Find every line below that contains the word "container" and copy each of those lines in full. Case counts, so only matches with the same capitalization qualify.
>> start PROVIDED ENTRIES
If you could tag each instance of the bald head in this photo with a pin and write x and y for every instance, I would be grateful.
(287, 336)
>> end PROVIDED ENTRIES
>> start PROVIDED ENTRIES
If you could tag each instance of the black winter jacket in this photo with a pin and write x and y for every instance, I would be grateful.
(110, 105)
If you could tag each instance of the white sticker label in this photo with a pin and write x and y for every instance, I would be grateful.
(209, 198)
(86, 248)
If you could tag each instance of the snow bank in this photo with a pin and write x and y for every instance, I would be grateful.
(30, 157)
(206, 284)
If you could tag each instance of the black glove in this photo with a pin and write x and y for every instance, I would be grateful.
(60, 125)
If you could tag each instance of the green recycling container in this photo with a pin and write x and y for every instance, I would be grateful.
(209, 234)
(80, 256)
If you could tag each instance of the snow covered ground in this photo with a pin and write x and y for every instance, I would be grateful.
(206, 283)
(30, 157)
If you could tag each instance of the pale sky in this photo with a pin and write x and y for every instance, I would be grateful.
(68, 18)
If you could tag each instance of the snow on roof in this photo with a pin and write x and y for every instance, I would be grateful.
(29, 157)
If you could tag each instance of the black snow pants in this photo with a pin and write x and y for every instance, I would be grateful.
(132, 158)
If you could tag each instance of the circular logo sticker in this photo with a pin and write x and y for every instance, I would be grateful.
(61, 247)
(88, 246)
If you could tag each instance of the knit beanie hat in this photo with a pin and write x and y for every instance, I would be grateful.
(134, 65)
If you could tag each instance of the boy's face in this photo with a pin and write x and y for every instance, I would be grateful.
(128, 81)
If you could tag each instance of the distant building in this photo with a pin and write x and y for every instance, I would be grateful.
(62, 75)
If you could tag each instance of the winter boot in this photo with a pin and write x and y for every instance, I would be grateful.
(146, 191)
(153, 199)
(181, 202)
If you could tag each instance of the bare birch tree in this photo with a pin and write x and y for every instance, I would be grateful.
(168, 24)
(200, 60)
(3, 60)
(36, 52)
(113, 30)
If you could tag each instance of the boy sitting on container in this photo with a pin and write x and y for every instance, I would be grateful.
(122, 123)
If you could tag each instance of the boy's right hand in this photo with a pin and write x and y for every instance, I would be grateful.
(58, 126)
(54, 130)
>> end PROVIDED ENTRIES
REPLY TO THE EXERCISE
If you could tag each instance of the green recycling container in this photo with a pin and write x and y for every instance, I would be grateful.
If you could tag each instance of the boy sitting on container in this photo with a pin and write x and y for every instance, I would be grateful.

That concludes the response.